_Dataset entries:_

----

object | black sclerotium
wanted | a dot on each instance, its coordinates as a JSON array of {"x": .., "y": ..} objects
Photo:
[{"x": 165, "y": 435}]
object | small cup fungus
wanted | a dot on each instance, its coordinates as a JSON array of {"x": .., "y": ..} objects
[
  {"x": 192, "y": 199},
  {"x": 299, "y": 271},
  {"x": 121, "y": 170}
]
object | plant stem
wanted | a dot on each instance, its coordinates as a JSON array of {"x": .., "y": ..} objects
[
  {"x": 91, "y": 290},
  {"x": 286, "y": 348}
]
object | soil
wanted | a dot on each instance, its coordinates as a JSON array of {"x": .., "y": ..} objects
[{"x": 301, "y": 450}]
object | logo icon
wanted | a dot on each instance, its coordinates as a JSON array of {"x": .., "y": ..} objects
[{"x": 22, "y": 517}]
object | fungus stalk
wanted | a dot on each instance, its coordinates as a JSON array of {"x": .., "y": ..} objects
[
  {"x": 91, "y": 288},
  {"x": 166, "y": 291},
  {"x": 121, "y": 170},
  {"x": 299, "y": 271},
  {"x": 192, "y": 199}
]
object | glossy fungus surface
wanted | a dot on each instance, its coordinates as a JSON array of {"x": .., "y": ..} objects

----

_Task to carry out:_
Write out the lines of the material above as a numbered list, starting with the line containing "object | fungus stalk" and running through the end of the material, both included. Leave out any blank lines.

_Solution for this task:_
1. object | fungus stalk
2. wanted | a dot on each instance, its coordinates as a JSON array of {"x": .., "y": ..} objects
3. [
4.   {"x": 91, "y": 288},
5.   {"x": 166, "y": 291},
6.   {"x": 121, "y": 170},
7.   {"x": 299, "y": 271},
8.   {"x": 192, "y": 199}
9. ]
10. object | glossy fungus surface
11. wanted | a dot on each instance, its coordinates as a JSON array of {"x": .., "y": ..} objects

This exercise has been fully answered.